§ EXTRACT PROVIDED:
-- BEGIN --

Let me introduce you to your new best friend: Baffies, the Entertainments Convenor of the Go-Take-a-Hike Mountaineering Club. In his club bio he lists himself as someone who is allergic to exertion, is prone to lassitude, suffers from altitude sickness above 600m, blisters easily and bleeds readily. However meagre your hillwalking credentials, if he can make it to the summit, so can you.
Our sister publication The Ultimate Guide to the Munros does what it says on the cover and describes routes of all kinds up all of the Munros. Not all of these are suitable for sensitive souls such as Baffies, hence the decision to ‘delegate’ him to write the guidebook you now hold in your hands.
When the club committee first suggested to him that he was the ideal person for the task, he almost choked on his triple chocolate layer cake. Only after we had managed to hold him down long enough to explain the book’s remit did he come to embrace the idea. Indeed, he set about researching the contents with such a hitherto unseen fervour and thoroughness that we are proud to have the results associated with the club’s name – a guidebook dedicated to finding easy ways up Munros.

-- END --

§ GIVEN REQUEST 1: Retype the guidebook introduction word for word, everything from "Let me introduce" down to "in your hands.".
The rows have no connection to the guidebook introduction.

Region annotation rows
-- BEGIN --

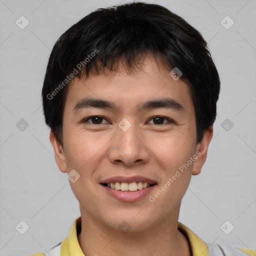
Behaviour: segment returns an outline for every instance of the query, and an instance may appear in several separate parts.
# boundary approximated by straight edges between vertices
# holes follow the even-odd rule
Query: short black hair
[[[189,88],[196,112],[196,142],[213,125],[220,81],[207,42],[178,15],[158,4],[126,3],[100,8],[71,26],[50,54],[42,90],[46,124],[63,147],[62,120],[68,84],[114,71],[122,63],[134,70],[152,54],[170,72],[178,68]]]

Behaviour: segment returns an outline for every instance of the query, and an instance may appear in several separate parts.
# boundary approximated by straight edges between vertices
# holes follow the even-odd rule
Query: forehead
[[[184,80],[174,80],[171,69],[158,64],[150,56],[145,58],[140,68],[128,72],[122,64],[116,72],[78,79],[70,84],[65,108],[73,110],[85,98],[100,98],[116,102],[120,110],[153,99],[173,98],[184,107],[187,114],[194,110],[189,88]]]

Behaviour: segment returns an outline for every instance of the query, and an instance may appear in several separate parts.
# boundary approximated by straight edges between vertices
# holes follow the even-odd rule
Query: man
[[[160,6],[99,9],[65,32],[42,96],[81,216],[49,254],[254,255],[206,244],[178,222],[206,160],[220,88],[202,35]]]

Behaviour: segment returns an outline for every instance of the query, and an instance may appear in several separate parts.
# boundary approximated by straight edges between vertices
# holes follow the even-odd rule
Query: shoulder
[[[206,244],[209,256],[224,255],[226,256],[255,256],[256,250],[245,249],[226,244]]]
[[[51,256],[60,256],[60,246],[61,242],[56,246],[52,248],[48,252],[48,254]],[[28,256],[46,256],[44,252],[38,252],[36,254],[32,254]]]

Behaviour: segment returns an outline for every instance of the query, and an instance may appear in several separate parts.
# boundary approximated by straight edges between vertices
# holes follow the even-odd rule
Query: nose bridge
[[[138,160],[148,160],[148,152],[142,138],[140,138],[141,134],[138,127],[129,123],[128,120],[123,120],[118,124],[109,154],[110,160],[113,163],[122,161],[130,166]]]

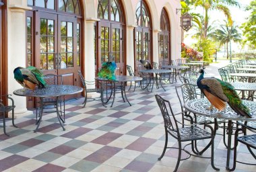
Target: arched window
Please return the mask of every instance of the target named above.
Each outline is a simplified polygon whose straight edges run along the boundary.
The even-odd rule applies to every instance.
[[[98,17],[96,33],[98,44],[96,69],[106,61],[115,61],[117,75],[124,74],[125,17],[120,0],[98,0]],[[97,72],[97,71],[96,71]]]
[[[44,74],[62,75],[64,84],[77,86],[82,50],[82,1],[28,0],[33,10],[26,11],[27,65],[42,69]]]
[[[140,0],[136,9],[136,24],[135,29],[135,67],[137,73],[141,64],[139,60],[152,60],[152,22],[150,13],[144,0]]]
[[[167,64],[170,60],[170,26],[168,13],[164,8],[162,10],[160,30],[158,33],[159,63]]]

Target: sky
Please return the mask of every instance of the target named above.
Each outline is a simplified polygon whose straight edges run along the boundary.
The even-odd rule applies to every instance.
[[[252,0],[237,0],[237,1],[239,2],[241,5],[240,9],[236,7],[229,7],[229,9],[231,12],[232,18],[235,24],[240,26],[243,22],[246,21],[246,18],[248,17],[248,16],[250,15],[250,12],[245,11],[245,8],[247,5],[250,4],[250,2],[252,1]],[[200,11],[200,10],[201,11]],[[200,13],[203,13],[202,9],[197,9],[197,11],[199,11]],[[224,15],[220,11],[211,11],[210,15],[210,21],[215,21],[215,25],[223,24],[223,20],[225,19]],[[184,42],[186,44],[189,46],[196,42],[195,39],[191,38],[191,36],[189,36],[193,34],[193,33],[195,33],[195,30],[193,30],[193,27],[189,32],[185,32]],[[238,44],[232,42],[231,45],[232,52],[237,52],[241,51],[241,47]]]

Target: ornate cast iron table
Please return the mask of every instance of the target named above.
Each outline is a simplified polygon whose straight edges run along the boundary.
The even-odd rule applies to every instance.
[[[101,101],[102,103],[102,105],[104,107],[106,107],[105,105],[106,103],[108,103],[108,101],[111,98],[112,94],[113,94],[113,100],[112,101],[112,104],[110,108],[113,106],[115,98],[115,94],[116,94],[116,89],[117,89],[117,83],[120,83],[121,85],[118,85],[117,87],[119,89],[121,89],[122,98],[123,100],[123,102],[125,102],[125,99],[127,101],[127,103],[129,104],[130,106],[131,106],[131,104],[129,101],[127,97],[126,96],[126,92],[125,92],[125,85],[127,82],[131,82],[131,81],[139,81],[142,80],[141,77],[134,77],[134,76],[125,76],[125,75],[117,75],[115,80],[108,80],[105,78],[101,78],[101,77],[96,77],[95,80],[98,81],[100,83],[100,86],[101,87]],[[107,87],[107,84],[104,85],[104,83],[110,83],[110,95],[108,97],[106,96],[106,101],[104,100],[104,87]],[[108,93],[108,91],[106,90],[106,94]]]
[[[239,77],[240,80],[243,81],[247,81],[248,79],[248,83],[253,83],[256,80],[256,73],[232,73],[229,75]]]
[[[13,94],[19,96],[25,96],[25,97],[39,97],[40,102],[40,118],[38,121],[36,128],[34,130],[34,132],[36,132],[37,130],[39,128],[40,124],[42,121],[42,116],[43,113],[43,98],[49,97],[56,97],[57,102],[59,101],[59,97],[64,96],[66,95],[71,95],[75,94],[83,91],[83,88],[74,86],[74,85],[49,85],[46,88],[44,89],[36,89],[32,91],[28,89],[19,89],[15,90],[13,91]],[[59,120],[59,122],[65,130],[65,128],[63,126],[63,122],[61,120],[61,116],[59,111],[59,103],[57,103],[56,111],[57,111],[57,116]]]
[[[154,87],[154,80],[156,81],[156,89],[159,89],[159,84],[158,84],[158,82],[159,82],[159,83],[161,85],[162,88],[164,90],[164,91],[166,91],[165,89],[164,88],[164,87],[162,86],[162,82],[161,82],[162,75],[163,73],[170,73],[172,72],[172,71],[171,70],[166,70],[166,69],[149,69],[149,70],[141,70],[141,71],[139,71],[139,72],[141,73],[153,74],[152,87],[152,89],[151,89],[151,92],[152,92],[153,87]],[[156,77],[154,77],[154,74],[156,74]],[[151,75],[150,75],[150,81],[147,84],[147,86],[144,88],[144,89],[147,88],[148,91],[149,91],[148,90],[148,86],[150,85],[150,84],[151,83],[151,78],[152,78]],[[159,77],[158,77],[158,75],[159,75]],[[158,81],[158,78],[159,78],[159,81]]]
[[[214,108],[212,110],[210,110],[208,108],[210,106],[210,103],[205,98],[190,100],[185,104],[185,108],[187,110],[196,114],[228,120],[227,128],[228,151],[226,166],[226,169],[229,169],[230,154],[231,150],[231,135],[232,134],[232,121],[234,120],[249,122],[256,122],[256,102],[244,100],[243,103],[250,109],[252,118],[247,118],[246,117],[237,114],[237,113],[232,110],[228,104],[225,110],[222,112],[218,111]]]
[[[173,83],[173,81],[174,81],[174,78],[175,78],[175,81],[177,82],[177,75],[179,77],[179,79],[181,81],[181,83],[183,83],[183,81],[181,81],[181,77],[182,77],[181,76],[181,72],[180,72],[180,71],[181,70],[186,70],[186,69],[189,69],[189,67],[186,67],[186,66],[176,66],[176,65],[164,65],[164,66],[162,66],[161,67],[163,68],[163,69],[173,69],[173,73],[172,73],[172,83]],[[170,83],[170,79],[169,79],[169,82]]]
[[[234,86],[234,89],[241,91],[242,92],[242,99],[253,101],[253,95],[256,91],[256,83],[241,83],[241,82],[234,82],[230,83]],[[248,91],[247,97],[245,97],[245,92]]]

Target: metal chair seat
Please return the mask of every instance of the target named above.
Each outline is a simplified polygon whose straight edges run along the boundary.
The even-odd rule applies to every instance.
[[[14,105],[14,101],[13,99],[10,97],[11,95],[0,95],[0,97],[6,97],[7,99],[9,99],[11,101],[11,105],[5,105],[3,104],[3,101],[1,99],[0,99],[0,113],[3,115],[3,119],[1,120],[3,121],[3,132],[6,136],[9,136],[6,132],[5,130],[5,115],[9,112],[11,112],[11,122],[12,125],[18,128],[14,124],[14,108],[15,108],[15,105]]]
[[[256,134],[239,136],[237,138],[237,140],[247,146],[256,148]]]
[[[5,106],[5,108],[1,106],[0,107],[0,113],[3,113],[3,112],[8,112],[11,111],[15,108],[15,105],[8,105],[8,106]]]
[[[181,142],[202,140],[212,138],[211,133],[197,126],[180,128],[179,128],[179,130],[180,132]],[[174,137],[178,138],[177,131],[173,132],[172,130],[168,130],[168,132]]]

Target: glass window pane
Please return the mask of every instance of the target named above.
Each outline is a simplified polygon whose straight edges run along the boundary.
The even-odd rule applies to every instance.
[[[67,53],[67,67],[73,67],[73,53]]]
[[[33,5],[33,0],[28,0],[28,5]]]
[[[40,57],[40,69],[47,69],[46,54],[41,54]]]
[[[61,33],[62,36],[67,36],[67,22],[61,22]]]
[[[48,37],[48,52],[54,52],[54,37]]]
[[[31,53],[31,36],[28,36],[28,40],[27,40],[27,52]]]
[[[40,35],[46,35],[47,30],[47,19],[41,19],[40,23]]]
[[[65,69],[67,68],[66,53],[61,53],[61,69]]]
[[[65,11],[65,4],[63,2],[64,0],[59,0],[59,10]]]
[[[54,69],[54,54],[48,54],[48,69]]]
[[[31,54],[28,54],[28,67],[31,66]]]
[[[77,65],[78,66],[78,67],[79,67],[80,66],[80,53],[77,53],[77,61],[76,61],[77,62]]]
[[[48,35],[54,35],[54,21],[48,20]]]
[[[75,7],[75,13],[76,14],[80,14],[80,9],[79,9],[79,2],[77,3],[76,7]]]
[[[67,38],[67,52],[73,52],[73,38]]]
[[[74,6],[72,0],[67,0],[67,12],[74,13]]]
[[[73,36],[73,23],[67,22],[67,36]]]
[[[47,8],[54,9],[55,9],[54,3],[55,3],[55,0],[48,0]]]
[[[31,17],[27,17],[27,32],[28,34],[31,34]]]
[[[61,52],[67,52],[67,38],[61,38]]]
[[[36,0],[35,1],[35,6],[45,8],[45,4],[44,0]]]
[[[40,38],[40,52],[46,52],[46,36]]]

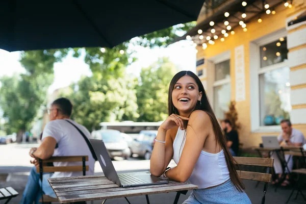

-- END --

§ GIVEN REQUEST 2: Repeat, word for word, everything in the rows from the line containing "Target: glass window pane" down to the line containing "[[[65,69],[67,68],[66,53],[61,53],[61,69]]]", with both of those lines included.

§ PROBLEM SOLUTION 1:
Let me introduce you to your new best friend: Baffies, the Entertainments Convenor of the Go-Take-a-Hike Mountaineering Club. In his club bio he lists himself as someone who is allergic to exertion, is prone to lassitude, suffers from altitude sickness above 600m, blisters easily and bleeds readily. However meagre your hillwalking credentials, if he can make it to the summit, so can you.
Our sister publication The Ultimate Guide to the Munros does what it says on the cover and describes routes of all kinds up all of the Munros. Not all of these are suitable for sensitive souls such as Baffies, hence the decision to ‘delegate’ him to write the guidebook you now hold in your hands.

§ PROBLEM SOLUTION 2:
Target: glass window pane
Please return the mask of every instance of the target named above.
Each outline is a simplified polygon whose straight edges run along the boundary.
The even-odd rule applies to every instance.
[[[67,53],[67,67],[73,67],[73,53]]]
[[[33,5],[33,0],[28,0],[28,5]]]
[[[40,57],[40,69],[47,69],[46,54],[41,54]]]
[[[61,33],[62,36],[67,36],[67,22],[61,22]]]
[[[48,37],[48,52],[54,52],[54,37]]]
[[[31,53],[31,36],[28,36],[28,40],[27,40],[27,52]]]
[[[40,35],[46,35],[47,30],[47,19],[41,19],[40,23]]]
[[[65,69],[67,68],[66,53],[61,53],[61,69]]]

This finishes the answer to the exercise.